*** Data section

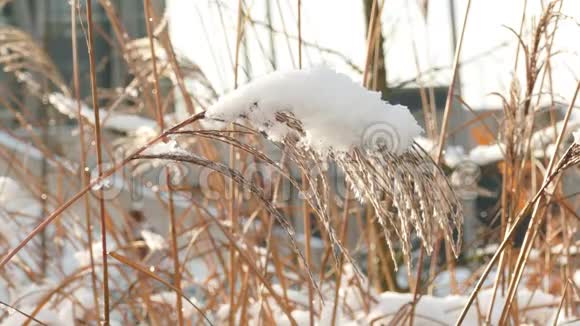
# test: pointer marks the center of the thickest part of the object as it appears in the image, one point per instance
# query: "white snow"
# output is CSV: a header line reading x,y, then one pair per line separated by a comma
x,y
153,240
159,148
335,113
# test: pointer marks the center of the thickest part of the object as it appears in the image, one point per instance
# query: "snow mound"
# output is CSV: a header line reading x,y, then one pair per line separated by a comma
x,y
325,110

******

- [Task to carry out]:
Write out every line of the rows above again, including the requests but leaving out the pictures. Multiply each x and y coordinate in the answers by 2.3 and round to the nearest whole number, rounding halves up.

- [Result of this task]:
# test: pointer marks the center of the thickest part of the object as it appears in the image, one point per instance
# query: "white snow"
# output is CSV: a header line reading x,y, then one pair per line separated by a comma
x,y
352,552
366,340
771,260
# test: pointer marks the center of the thickest part of the object as it appears in the image, one point per instance
# query: "snow mound"
# output is CSV: a header line reading x,y, then one pair per line separated by a comma
x,y
748,253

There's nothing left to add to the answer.